_Data records_
*-*-*
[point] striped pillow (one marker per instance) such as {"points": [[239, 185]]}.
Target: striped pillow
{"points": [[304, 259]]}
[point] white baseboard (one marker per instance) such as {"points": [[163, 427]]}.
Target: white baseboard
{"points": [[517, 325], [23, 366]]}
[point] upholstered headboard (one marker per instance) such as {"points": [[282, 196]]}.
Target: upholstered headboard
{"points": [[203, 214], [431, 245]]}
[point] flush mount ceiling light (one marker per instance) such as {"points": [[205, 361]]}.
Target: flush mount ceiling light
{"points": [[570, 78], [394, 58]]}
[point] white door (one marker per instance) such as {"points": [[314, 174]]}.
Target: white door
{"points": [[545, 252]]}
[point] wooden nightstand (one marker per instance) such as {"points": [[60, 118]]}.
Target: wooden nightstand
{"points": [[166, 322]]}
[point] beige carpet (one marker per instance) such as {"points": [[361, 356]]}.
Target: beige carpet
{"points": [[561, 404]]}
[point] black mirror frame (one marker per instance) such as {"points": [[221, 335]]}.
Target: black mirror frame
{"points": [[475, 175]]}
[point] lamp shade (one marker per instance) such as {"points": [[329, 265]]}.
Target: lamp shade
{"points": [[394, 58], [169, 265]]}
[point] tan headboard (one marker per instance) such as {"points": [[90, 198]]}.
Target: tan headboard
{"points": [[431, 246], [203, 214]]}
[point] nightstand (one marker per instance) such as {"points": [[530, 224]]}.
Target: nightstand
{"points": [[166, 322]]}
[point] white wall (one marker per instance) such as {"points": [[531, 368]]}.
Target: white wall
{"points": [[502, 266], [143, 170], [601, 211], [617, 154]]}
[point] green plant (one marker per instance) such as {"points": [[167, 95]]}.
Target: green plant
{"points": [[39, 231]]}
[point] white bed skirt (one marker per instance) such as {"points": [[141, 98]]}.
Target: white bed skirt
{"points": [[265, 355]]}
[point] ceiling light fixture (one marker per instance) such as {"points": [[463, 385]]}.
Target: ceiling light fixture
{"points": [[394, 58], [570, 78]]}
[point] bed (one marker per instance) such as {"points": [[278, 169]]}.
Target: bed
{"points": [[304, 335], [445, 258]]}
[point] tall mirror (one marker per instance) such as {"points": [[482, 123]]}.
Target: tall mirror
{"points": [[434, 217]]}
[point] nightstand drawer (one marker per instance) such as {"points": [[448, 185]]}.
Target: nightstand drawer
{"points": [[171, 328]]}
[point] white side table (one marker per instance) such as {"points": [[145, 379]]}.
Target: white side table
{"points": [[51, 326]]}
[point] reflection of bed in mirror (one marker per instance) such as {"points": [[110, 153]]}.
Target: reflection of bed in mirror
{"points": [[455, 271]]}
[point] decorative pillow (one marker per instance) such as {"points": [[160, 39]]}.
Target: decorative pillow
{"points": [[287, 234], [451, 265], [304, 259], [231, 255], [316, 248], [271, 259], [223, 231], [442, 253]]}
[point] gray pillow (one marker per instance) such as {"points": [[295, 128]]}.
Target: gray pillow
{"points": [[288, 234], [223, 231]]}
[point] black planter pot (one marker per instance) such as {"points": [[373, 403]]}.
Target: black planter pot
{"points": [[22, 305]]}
*-*-*
_EXERCISE DESCRIPTION_
Return every record, word for word.

_TASK ANSWER_
[point] striped pillow (one marker per instance) such as {"points": [[239, 185]]}.
Target: striped pillow
{"points": [[304, 259]]}
[point] white baseboard (one marker per instance) such as {"points": [[163, 427]]}.
Target: white baseboard
{"points": [[517, 325], [23, 366]]}
[point] upholstered headboard (one marker per instance) such as {"points": [[282, 196]]}.
Target: upholstered headboard
{"points": [[203, 214], [431, 245]]}
[point] flush mount ceiling light (one marker per instance) such as {"points": [[205, 361]]}.
Target: flush mount ceiling light
{"points": [[570, 78], [394, 58]]}
[point] white door (one marker per instance) such as {"points": [[314, 174]]}.
Target: white door
{"points": [[545, 252]]}
[point] wooden nightstand (one marker per instance) such as {"points": [[60, 118]]}.
Target: wooden nightstand
{"points": [[166, 322]]}
[point] beige carpet (one marker per instance) such as {"points": [[361, 356]]}.
Target: beige carpet
{"points": [[561, 404]]}
[point] black mirror frame (one marker per instance) such as {"points": [[221, 335]]}.
Target: black mirror frame
{"points": [[475, 175]]}
[point] lamp shade (one marker per instance) such as {"points": [[329, 265]]}.
Target: lamp shade
{"points": [[394, 58], [169, 265]]}
[point] tan headboard (one marker per instance) such as {"points": [[90, 198]]}.
Target: tan headboard
{"points": [[431, 246], [203, 214]]}
[point] nightstand (one marker per instance) such as {"points": [[530, 224]]}.
Target: nightstand
{"points": [[166, 322]]}
[point] white wall (one marker per instance) such as {"points": [[531, 368]]}.
Target: white wall
{"points": [[502, 266], [143, 170], [601, 211], [617, 154]]}
[point] green plant (one marker per instance) such as {"points": [[167, 95]]}.
Target: green plant
{"points": [[39, 231]]}
[point] white bed skirt (one marker per instance) such as {"points": [[141, 98]]}.
Target: white bed skirt
{"points": [[265, 355]]}
[point] ceiling light fixture (one marker per instance) such as {"points": [[463, 385]]}.
Target: ceiling light fixture
{"points": [[394, 58], [570, 78]]}
[point] bed (one marker per instance) such as {"points": [[278, 169]]}.
Target: bed
{"points": [[304, 335], [445, 258]]}
[point] tall mirror (one marker per instance) such as {"points": [[482, 123]]}.
Target: tall mirror
{"points": [[434, 217]]}
[point] nightstand drawer (one marker per instance) such as {"points": [[448, 185]]}.
Target: nightstand drawer
{"points": [[171, 328]]}
[point] white side table (one marker per instance) such as {"points": [[145, 379]]}.
Target: white side table
{"points": [[51, 326]]}
[point] reflection of bed in mirror (one marker per instance) such as {"points": [[110, 153]]}.
Target: reflection of bed in mirror
{"points": [[455, 271]]}
[point] decorative pillow (one marker per instance) such as {"points": [[160, 39]]}.
Target: decorative pillow
{"points": [[287, 234], [451, 265], [304, 259], [231, 255], [316, 248], [271, 259], [223, 231], [442, 253]]}
[point] gray pillow (one marker per instance) such as {"points": [[295, 128]]}.
Target: gray pillow
{"points": [[288, 234], [223, 231]]}
[point] black planter pot (one marker per instance) such as {"points": [[373, 403]]}.
Target: black planter pot
{"points": [[22, 305]]}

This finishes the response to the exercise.